TASK STATEMENT: List every line of the data below that contains the word "each". Treat uppercase and lowercase as different.

STORED DATA:
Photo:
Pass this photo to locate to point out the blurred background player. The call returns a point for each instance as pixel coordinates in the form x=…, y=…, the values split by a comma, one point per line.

==

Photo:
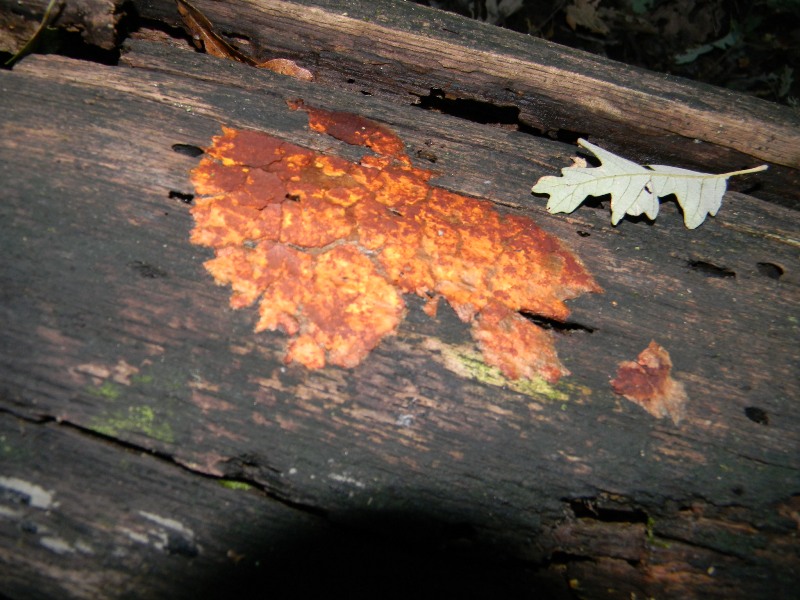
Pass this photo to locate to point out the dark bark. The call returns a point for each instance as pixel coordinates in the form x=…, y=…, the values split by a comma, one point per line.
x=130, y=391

RESPONSE TO THIS TASK:
Pass this photo to locate to point out the blurred background player. The call returns a point for each instance as pixel coordinates in the form x=…, y=…, the values split by a comma, one point per line.
Pass this photo to locate to point out the dark bark. The call returns a point for each instance as pixel coordinates in the form x=…, y=…, the values split by a comma, one point per line.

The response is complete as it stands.